Description of the task = Reproduce every entry below precisely; do not include the pictures.
— Start Provided records —
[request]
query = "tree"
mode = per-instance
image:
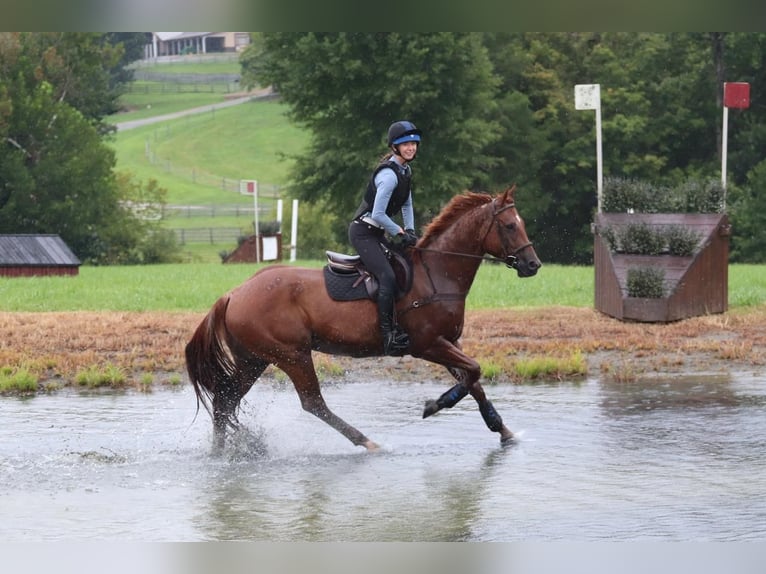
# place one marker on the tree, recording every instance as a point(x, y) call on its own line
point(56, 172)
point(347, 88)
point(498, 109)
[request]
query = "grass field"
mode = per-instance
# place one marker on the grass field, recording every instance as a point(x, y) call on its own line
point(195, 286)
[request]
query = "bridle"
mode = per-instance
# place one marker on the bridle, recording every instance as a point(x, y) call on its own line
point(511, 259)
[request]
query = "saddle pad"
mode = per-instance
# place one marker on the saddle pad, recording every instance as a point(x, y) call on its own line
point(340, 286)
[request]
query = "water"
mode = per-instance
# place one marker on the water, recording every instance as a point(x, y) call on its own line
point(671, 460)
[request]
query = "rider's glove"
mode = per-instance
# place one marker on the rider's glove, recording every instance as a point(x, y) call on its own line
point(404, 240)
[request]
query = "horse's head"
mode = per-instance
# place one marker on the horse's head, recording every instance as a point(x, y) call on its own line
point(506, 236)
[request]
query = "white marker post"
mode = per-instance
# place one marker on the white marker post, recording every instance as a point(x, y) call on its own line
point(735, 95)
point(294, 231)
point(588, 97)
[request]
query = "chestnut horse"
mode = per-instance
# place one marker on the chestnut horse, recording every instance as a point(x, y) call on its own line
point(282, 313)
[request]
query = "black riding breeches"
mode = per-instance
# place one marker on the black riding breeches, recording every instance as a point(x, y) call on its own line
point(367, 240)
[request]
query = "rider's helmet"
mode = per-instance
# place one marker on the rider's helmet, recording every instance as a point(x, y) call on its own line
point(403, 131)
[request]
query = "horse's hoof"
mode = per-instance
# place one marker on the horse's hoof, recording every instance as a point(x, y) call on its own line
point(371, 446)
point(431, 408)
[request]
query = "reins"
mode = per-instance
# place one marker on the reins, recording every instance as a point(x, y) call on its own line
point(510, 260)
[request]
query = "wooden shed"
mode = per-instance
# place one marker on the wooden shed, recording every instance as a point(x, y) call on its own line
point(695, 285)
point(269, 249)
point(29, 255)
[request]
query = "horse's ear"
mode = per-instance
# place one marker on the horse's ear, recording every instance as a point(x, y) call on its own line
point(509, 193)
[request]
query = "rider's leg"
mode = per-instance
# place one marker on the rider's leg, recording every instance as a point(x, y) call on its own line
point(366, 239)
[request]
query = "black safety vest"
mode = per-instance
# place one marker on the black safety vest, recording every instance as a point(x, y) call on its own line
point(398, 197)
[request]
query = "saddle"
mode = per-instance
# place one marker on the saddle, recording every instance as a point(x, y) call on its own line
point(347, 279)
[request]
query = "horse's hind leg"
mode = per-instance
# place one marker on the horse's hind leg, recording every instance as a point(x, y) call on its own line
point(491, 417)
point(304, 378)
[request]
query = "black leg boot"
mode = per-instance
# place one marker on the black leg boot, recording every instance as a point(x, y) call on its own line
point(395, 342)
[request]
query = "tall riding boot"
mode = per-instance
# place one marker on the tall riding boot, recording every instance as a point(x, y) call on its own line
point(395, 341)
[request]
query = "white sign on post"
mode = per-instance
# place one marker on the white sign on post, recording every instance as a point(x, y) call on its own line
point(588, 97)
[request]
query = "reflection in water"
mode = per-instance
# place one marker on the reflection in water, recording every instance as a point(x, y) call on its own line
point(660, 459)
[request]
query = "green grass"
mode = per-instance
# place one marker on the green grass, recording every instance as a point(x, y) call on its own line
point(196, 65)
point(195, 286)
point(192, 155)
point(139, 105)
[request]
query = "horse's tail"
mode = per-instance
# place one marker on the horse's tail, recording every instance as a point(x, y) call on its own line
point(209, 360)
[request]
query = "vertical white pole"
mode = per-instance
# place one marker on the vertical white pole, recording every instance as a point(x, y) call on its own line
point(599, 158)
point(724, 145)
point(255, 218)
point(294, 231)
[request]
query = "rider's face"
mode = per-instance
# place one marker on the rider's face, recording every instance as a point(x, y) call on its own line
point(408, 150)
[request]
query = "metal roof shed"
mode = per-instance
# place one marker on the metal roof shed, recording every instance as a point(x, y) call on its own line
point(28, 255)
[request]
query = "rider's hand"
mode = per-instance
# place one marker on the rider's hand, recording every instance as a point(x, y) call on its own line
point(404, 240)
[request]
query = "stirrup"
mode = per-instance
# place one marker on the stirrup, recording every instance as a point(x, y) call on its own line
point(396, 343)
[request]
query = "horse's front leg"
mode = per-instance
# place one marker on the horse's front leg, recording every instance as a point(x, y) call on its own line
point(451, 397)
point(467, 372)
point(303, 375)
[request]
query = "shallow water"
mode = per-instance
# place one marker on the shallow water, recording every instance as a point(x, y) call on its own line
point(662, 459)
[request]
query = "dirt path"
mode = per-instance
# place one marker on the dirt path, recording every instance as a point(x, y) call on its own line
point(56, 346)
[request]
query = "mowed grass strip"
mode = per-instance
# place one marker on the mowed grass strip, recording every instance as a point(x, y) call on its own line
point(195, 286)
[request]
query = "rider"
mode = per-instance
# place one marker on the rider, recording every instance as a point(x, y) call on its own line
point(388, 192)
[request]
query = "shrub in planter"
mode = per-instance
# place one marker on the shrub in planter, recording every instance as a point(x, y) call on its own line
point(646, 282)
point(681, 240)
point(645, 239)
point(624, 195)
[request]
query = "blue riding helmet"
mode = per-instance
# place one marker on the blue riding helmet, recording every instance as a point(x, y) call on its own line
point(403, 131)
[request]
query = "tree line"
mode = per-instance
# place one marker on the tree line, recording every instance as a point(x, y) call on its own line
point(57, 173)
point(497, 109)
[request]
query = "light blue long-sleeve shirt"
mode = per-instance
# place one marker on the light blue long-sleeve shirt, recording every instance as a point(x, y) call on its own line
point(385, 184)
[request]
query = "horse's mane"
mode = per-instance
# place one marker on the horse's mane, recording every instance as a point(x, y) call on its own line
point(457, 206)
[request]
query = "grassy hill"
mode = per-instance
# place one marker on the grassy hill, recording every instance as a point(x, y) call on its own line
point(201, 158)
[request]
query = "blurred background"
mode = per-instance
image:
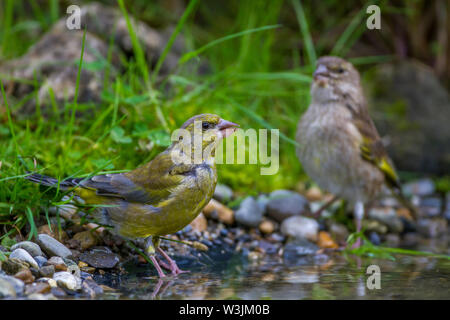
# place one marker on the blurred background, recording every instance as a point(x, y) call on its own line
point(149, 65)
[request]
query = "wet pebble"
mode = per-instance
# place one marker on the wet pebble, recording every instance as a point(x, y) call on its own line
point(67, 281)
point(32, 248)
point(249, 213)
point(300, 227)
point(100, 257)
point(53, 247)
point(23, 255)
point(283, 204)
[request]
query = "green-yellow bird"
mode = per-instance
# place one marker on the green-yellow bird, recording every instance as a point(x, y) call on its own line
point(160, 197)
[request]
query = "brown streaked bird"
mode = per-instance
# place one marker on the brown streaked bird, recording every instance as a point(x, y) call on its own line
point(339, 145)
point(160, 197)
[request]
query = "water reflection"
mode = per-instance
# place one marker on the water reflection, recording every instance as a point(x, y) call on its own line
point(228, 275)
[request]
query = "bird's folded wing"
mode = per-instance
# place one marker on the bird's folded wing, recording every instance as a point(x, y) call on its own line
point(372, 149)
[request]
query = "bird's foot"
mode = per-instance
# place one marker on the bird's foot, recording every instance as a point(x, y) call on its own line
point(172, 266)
— End Provided records —
Full output =
[request]
query = "tree"
mode = per-instance
image:
# place one marker on the tree, recording every instance as a point(x, y) call on its own line
point(56, 172)
point(347, 88)
point(498, 109)
[request]
query = "grass field"
mode = per-instance
# place one marker on the grass field, recording every instance as a point(x, y) call on its own line
point(195, 286)
[request]
query = "bridle"
mode = per-instance
# place one marker on the bridle, recording every instance as a point(x, y) call on its own line
point(511, 259)
[request]
query = "saddle pad"
mode = per-instance
# place one marker on the saddle pad, recording every instance as a point(x, y) call on its own line
point(340, 286)
[request]
query = "water"
mode = per-instance
# place one marker on the water, recording every instance as a point(x, y) call on its own line
point(671, 460)
[request]
query = "rider's glove"
mode = per-instance
# place one marker on the rider's glove, recording every instance as a point(x, y) call on its own line
point(404, 240)
[request]
query = "horse's head"
mode = per-instance
# place one marker on the horse's head, recording every instance as a point(x, y) call on its own line
point(506, 236)
[request]
query = "white marker post"
mode = per-instance
# place one marker on the white marker post, recording every instance as a point(x, y) call on its own line
point(735, 95)
point(294, 231)
point(588, 97)
[request]
query = "chestnut horse"
mode = per-instance
# place one marker on the chestnut horse, recording every instance as a point(x, y) call on its own line
point(282, 313)
[request]
query = "black riding breeches"
mode = per-instance
# place one marker on the black riding breeches, recording every instance as a point(x, y) call on its own line
point(367, 240)
[request]
query = "rider's helmet"
mode = per-instance
# place one marker on the rider's helmet, recording every instance as a point(x, y) call on its own line
point(403, 131)
[request]
query = "horse's hoof"
mode = per-instance
# place one marker on the horse's hoof, recording every instance as a point(x, y) call on its own line
point(371, 446)
point(431, 408)
[request]
query = "reins"
mode = per-instance
# place one marker on the reins, recording every instance as a point(x, y) call on its own line
point(510, 260)
[request]
query = "wooden shed"
mode = per-instance
# place one marker on the wooden shed, recording every instance as a point(x, y) call on its own line
point(695, 285)
point(269, 249)
point(29, 255)
[request]
query = "horse's ear"
mode = per-instance
# place one marker on the horse's ear, recording every instance as a point(x, y) call on its own line
point(509, 193)
[request]
query = "rider's leg"
mode = per-instance
# place one marker on the rider's leg, recording every instance as a point(x, y) call on its own line
point(366, 239)
[request]
query = "black safety vest"
mode = per-instance
# place one marker on the black safety vest, recording every instance as a point(x, y) call on its own line
point(398, 197)
[request]
query = "saddle"
mode = per-instance
# place one marker on the saddle, recording every instance as a point(x, y) call on its own line
point(347, 279)
[request]
query = "horse's hind leg"
mode = per-instance
# place one marker on the horse's hind leg, recording every instance as a point(x, y) call on its own line
point(491, 417)
point(304, 378)
[request]
query = "black leg boot"
mode = per-instance
# place one marker on the black leg boot, recording every instance as a point(x, y) call on its own line
point(395, 342)
[request]
query = "tall riding boot"
mode = per-instance
# place one marker on the tall riding boot, recording every instance as a point(x, y) call on its own line
point(395, 341)
[request]
query = "white sign on post"
mode = per-instance
# place one marker on the white sign on post, recording every instance as a point(x, y) call on its own line
point(588, 97)
[request]
query = "reflection in water"
mode = per-instance
# place one marker on the reflection in water, recording every instance as a point(x, y) call on its own line
point(660, 459)
[request]
query = "green grass"
mode = per-instance
# place one marker on the green grass, recording every instance as a point(x, y) call on its own line
point(196, 65)
point(195, 286)
point(192, 155)
point(139, 105)
[request]
query = "horse's tail"
mode = per-instance
# place one marker on the horse's tail, recording every instance as a point(x, y) call on its own line
point(209, 360)
[request]
query = "vertical white pole"
mode = per-instance
# place one marker on the vertical white pole, recording every instance as a point(x, y) call on its own line
point(599, 158)
point(724, 145)
point(255, 218)
point(294, 231)
[request]
query = "rider's face"
mode = per-instance
# place one marker on the rider's face, recording every instance as a point(x, y) call on its own line
point(408, 150)
[request]
query = "metal roof shed"
mode = per-instance
# place one marker on the metal roof shed, recording every instance as a point(x, y) call on its own line
point(28, 255)
[request]
query = "rider's hand"
mode = per-instance
# place one marker on the rider's hand, recording every instance as a point(x, y) call on its own line
point(404, 240)
[request]
query = "stirrup"
mode = per-instance
# place one marker on the stirrup, recording every instance as a point(x, y) call on its own line
point(396, 343)
[request]
query = "horse's front leg"
mode = per-instance
# place one marker on the horse's front leg, recording every instance as a point(x, y) call on its own line
point(451, 397)
point(467, 372)
point(303, 375)
[request]
query = "shallow water"
mode = per-instance
# place one marker on the shallow water, recording every instance as a point(x, y) call on its own line
point(662, 459)
[request]
query = "dirt path"
mode = per-instance
# place one marker on the dirt path, recording every instance as a point(x, y) call on its own line
point(56, 346)
[request]
query = "mowed grass strip"
mode = per-instance
# place one marker on the mowed grass strip, recording every instance as a point(x, y) call on its own line
point(195, 286)
[request]
query = "rider"
mode = per-instance
# place one marker on the rider, recording every instance as a point(x, y) call on its own line
point(388, 192)
[request]
query = "shrub in planter"
mode = per-instance
# place one marker on the shrub in planter, recording every instance as a point(x, y) call on its own line
point(646, 282)
point(681, 240)
point(645, 239)
point(624, 195)
[request]
query = "blue riding helmet"
mode = per-instance
# place one marker on the blue riding helmet, recording every instance as a point(x, y) call on its own line
point(403, 131)
[request]
query = "tree line"
mode = per-instance
# place one marker on the tree line, recording every instance as a point(x, y) call on its own line
point(57, 173)
point(497, 109)
[request]
query = "light blue long-sleeve shirt"
mode = per-instance
# place one marker on the light blue long-sleeve shirt, recording every instance as a point(x, y) call on its own line
point(385, 184)
[request]
query = "horse's mane"
mode = per-instance
# place one marker on the horse's mane, recording every instance as a point(x, y) call on its own line
point(457, 206)
[request]
query = "grassy hill"
mode = per-instance
# place one marker on the grassy hill, recording every instance as a point(x, y) call on its own line
point(201, 158)
[request]
query = "blurred background"
mode = per-instance
image:
# place one marker on the blurred background, recording every instance as a point(x, y) call on its own line
point(149, 65)
[request]
query = "wet pebble"
mode = per-instance
# place one marker on the wet pebble, recording every instance as a point(x, y) call on its own line
point(67, 281)
point(32, 248)
point(249, 213)
point(300, 227)
point(100, 257)
point(53, 247)
point(23, 255)
point(283, 204)
[request]
query = "green-yellow bird"
mode = per-instance
# place one marker on the green-yellow bird, recording every instance as a point(x, y) call on its own line
point(160, 197)
[request]
query = "brown streaked bird"
mode = per-instance
# place one marker on the brown streaked bird, recording every instance as a point(x, y) call on its own line
point(339, 145)
point(160, 197)
[request]
query = "water reflection"
mode = per-instance
# place one marker on the water reflection, recording every instance as a point(x, y) call on its own line
point(228, 275)
[request]
query = "bird's folded wing"
mode = per-instance
# place one marker on the bird's folded wing, recording every instance as a point(x, y) call on its own line
point(372, 149)
[request]
query = "bird's foot"
mode = per-instance
# place one marker on the bird's foot, recording every instance as a point(x, y) call on its own line
point(172, 266)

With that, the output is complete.